Recorded data:
++++++++++
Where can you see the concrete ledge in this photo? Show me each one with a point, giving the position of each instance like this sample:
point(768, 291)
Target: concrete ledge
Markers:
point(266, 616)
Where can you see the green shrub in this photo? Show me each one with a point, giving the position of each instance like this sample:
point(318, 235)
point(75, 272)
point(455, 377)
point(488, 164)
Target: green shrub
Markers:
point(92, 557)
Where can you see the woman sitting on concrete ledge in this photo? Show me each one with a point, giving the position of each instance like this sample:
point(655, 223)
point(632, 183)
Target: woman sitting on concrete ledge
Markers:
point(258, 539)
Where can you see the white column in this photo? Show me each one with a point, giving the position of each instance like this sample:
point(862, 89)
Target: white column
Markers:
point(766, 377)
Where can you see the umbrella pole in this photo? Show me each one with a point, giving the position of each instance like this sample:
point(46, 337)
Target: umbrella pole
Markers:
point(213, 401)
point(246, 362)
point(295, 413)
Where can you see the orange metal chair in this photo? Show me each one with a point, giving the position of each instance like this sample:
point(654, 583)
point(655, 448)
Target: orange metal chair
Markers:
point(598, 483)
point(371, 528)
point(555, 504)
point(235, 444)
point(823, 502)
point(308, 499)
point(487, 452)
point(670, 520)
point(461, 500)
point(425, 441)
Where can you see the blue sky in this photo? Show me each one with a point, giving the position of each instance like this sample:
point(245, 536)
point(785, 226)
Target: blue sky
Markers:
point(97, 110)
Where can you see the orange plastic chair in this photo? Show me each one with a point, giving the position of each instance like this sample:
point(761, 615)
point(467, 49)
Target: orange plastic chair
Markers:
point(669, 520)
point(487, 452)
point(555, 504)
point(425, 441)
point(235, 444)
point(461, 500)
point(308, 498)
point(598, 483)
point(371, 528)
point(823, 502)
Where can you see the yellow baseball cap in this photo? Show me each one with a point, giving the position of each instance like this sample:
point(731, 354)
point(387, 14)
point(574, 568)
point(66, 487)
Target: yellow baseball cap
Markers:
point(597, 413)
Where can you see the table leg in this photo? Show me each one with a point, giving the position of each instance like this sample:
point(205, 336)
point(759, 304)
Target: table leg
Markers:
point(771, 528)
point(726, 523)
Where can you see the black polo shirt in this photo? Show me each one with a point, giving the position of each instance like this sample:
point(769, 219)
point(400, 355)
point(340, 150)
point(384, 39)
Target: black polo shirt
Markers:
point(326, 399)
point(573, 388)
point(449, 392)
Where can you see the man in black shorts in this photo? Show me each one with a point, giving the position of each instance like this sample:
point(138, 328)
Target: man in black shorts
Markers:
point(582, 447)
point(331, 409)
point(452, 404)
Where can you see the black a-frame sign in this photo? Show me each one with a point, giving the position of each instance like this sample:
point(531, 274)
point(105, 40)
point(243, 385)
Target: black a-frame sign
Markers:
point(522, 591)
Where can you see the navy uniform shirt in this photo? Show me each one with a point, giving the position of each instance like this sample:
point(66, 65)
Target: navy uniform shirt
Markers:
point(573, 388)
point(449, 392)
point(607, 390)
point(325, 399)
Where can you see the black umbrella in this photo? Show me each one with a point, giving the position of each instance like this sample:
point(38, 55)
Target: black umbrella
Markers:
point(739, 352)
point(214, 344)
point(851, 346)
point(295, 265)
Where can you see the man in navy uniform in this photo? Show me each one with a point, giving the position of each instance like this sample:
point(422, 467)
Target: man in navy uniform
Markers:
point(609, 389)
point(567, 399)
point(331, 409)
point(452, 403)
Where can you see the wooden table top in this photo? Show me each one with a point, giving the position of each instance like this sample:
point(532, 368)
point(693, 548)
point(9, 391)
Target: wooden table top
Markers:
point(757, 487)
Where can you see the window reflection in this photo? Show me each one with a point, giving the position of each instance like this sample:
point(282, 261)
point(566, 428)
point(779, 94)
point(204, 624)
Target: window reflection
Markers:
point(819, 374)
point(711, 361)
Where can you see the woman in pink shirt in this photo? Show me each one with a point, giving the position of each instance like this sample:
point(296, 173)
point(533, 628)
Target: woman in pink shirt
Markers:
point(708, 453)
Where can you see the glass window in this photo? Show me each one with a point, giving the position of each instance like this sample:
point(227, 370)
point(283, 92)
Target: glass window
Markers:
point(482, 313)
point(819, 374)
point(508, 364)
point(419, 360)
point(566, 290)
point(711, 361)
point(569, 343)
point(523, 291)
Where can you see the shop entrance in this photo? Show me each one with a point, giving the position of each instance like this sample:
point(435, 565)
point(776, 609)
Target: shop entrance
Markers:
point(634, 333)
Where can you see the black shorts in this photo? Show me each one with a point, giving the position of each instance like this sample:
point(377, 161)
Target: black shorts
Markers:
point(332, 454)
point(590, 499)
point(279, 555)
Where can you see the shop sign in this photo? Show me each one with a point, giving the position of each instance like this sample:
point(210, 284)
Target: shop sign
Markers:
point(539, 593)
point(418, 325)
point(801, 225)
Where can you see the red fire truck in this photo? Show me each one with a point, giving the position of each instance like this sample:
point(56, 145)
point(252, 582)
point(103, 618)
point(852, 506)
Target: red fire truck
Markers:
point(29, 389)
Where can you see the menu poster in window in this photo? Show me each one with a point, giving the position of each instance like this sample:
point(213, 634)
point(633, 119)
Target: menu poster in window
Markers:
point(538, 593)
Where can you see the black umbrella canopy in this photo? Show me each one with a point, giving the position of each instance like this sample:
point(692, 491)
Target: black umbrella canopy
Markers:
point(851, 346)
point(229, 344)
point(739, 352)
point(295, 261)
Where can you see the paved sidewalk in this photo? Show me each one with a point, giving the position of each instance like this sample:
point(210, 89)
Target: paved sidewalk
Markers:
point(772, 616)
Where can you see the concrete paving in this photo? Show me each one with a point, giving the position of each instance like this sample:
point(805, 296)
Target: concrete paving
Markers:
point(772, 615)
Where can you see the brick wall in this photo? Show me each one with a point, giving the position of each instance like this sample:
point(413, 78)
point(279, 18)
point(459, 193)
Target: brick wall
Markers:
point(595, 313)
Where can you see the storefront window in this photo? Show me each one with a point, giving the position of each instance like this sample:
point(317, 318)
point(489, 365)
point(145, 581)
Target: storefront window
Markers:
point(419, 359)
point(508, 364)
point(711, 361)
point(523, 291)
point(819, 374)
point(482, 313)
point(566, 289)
++++++++++
What you have to do: Every line in the records that holds the word "shirt" should be copied into the answer.

Answer space:
Where can you see the black polo shirt in this photo? Show me each one with a point, giving the position of each instance like this sample:
Target: black polo shirt
Where can you see the navy uniform shirt in this photo? Show me each one with a point, giving the position of each instance like this sample:
Target: navy uniform shirt
Where can you see the woman in pink shirt in this photo? Show me each one with a point, giving the position of each instance like this sample:
Target: woman in pink shirt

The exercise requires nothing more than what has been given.